How many lines in the records below contain the string "white"? Match case exactly and reply with the number alone.
****
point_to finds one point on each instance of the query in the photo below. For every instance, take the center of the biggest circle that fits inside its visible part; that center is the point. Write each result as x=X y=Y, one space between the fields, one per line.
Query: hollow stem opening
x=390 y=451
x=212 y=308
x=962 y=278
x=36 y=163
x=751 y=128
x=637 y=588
****
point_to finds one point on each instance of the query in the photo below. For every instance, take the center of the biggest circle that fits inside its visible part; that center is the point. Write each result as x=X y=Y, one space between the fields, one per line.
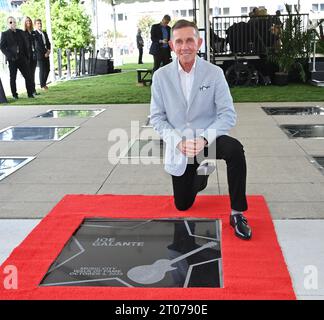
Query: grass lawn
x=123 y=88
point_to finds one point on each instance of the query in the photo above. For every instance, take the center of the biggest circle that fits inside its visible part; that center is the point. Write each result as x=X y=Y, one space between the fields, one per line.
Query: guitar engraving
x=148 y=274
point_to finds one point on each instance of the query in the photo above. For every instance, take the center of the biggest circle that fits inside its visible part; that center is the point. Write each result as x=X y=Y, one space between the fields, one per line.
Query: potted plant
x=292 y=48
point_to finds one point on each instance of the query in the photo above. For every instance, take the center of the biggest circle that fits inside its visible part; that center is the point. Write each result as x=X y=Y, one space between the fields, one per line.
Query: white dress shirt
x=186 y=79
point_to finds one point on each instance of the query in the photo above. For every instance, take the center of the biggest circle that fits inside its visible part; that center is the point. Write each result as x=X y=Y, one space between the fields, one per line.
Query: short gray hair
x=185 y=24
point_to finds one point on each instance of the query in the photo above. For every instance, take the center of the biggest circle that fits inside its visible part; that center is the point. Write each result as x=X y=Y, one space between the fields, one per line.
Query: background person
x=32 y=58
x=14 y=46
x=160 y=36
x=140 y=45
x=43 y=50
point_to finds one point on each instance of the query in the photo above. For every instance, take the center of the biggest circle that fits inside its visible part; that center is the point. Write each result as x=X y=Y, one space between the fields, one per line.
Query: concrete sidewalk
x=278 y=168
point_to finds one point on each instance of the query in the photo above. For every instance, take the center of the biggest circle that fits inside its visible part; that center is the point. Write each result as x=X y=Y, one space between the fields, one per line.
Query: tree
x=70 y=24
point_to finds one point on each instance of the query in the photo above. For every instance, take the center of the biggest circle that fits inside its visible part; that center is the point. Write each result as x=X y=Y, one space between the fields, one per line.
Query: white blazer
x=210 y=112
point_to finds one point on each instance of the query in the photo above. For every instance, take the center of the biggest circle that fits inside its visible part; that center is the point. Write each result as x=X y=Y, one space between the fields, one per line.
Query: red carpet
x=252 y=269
****
**The answer**
2